### Exercise directions
Retype all of the data exactly as given.

[Labeled-object pointing entries]
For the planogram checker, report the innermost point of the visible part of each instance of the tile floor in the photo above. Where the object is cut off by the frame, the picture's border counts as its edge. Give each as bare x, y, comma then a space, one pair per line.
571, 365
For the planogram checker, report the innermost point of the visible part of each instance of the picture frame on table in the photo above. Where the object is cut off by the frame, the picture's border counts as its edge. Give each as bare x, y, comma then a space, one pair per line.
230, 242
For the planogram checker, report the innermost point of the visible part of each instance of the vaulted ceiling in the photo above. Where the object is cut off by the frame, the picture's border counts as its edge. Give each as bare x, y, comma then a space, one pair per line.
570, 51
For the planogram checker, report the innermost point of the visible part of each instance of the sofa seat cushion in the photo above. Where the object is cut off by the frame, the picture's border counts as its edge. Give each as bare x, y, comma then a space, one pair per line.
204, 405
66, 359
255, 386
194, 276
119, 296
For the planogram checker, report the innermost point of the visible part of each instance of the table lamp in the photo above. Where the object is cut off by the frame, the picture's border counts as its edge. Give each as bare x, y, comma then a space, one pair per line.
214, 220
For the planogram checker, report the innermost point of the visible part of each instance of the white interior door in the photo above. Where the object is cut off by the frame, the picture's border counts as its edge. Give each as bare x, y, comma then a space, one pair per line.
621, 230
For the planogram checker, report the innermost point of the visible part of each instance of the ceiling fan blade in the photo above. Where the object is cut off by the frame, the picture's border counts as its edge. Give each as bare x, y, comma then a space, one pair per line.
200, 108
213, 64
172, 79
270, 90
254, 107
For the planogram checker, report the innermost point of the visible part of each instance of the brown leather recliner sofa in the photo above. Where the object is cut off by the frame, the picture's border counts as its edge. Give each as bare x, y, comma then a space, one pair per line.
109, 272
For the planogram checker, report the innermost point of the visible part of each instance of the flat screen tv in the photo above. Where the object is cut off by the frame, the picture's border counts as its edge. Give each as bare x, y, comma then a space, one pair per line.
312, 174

### Response to the task
For the planogram checker, report the innermost point of the visible part of each instance of the tile floor in the photo above. Where the object is cut off by the frame, the picture's border counts as its edge. Give each as bare x, y, comma then a space, one pair per line.
571, 365
For the planogram checker, report the innermost point of the visible part of each instance of the picture frame on table in the photo above. Where the object is cut off by the frame, the picture's border counts as its edge. Give each as bare x, y, comma then a space, one pair per line.
230, 242
For the planogram checker, report the innermost point of the visible part of each instance of the vaulted ceiling in the photo above. Where the object is cut off by the frame, the picture's border counts as its edge. Give each as bare x, y, comma then a space, one pair per line.
570, 51
For the planogram checker, report the innermost point of the visible part of each instance of the sofa seat cushion in the photo above. Where the object is cut off by the frame, the picture's border counts as its edge. Give each as bare x, y, comma then a space, one pair per line.
204, 405
66, 359
255, 386
194, 276
119, 296
For the planogram checker, report the innermost point of the visible part of each instance of the table lamp in the photo above. Where the object is cut off by the frame, the picture's border counts as its edge. Give each as bare x, y, comma then a space, one pair per line.
214, 220
For the planogram checker, report the innermost point of the visible part of each instance of the white interior door in the photo above. Where the object is cut off by the frame, the picture's border counts as its edge. Give each as bare x, y, comma then a space, one pair per line.
621, 230
For the planogram checker, report the innermost point of the visible part of each instance of the ceiling fan blade in the photo above. Where the object is cut off by the frame, the picture's border counts as its edge. Give each as bare x, y, comma then a space, one pair per line.
200, 108
213, 64
172, 79
270, 90
254, 107
For the planogram checker, report the innermost point of the visible part of each instance of the brown leather recliner sofa in the photo above. Where the object is cut off by the frame, the picture's border counts as its edge. Give each as bare x, y, comma then a space, one pair per line.
109, 272
For the planogram checker, report the innermost point of the visible part of each instance of the flat screen tv in the photo above. Where the object is cut off by the frame, the picture's border counts as its edge. Give each as bare x, y, comma then a space, one pair per line.
312, 174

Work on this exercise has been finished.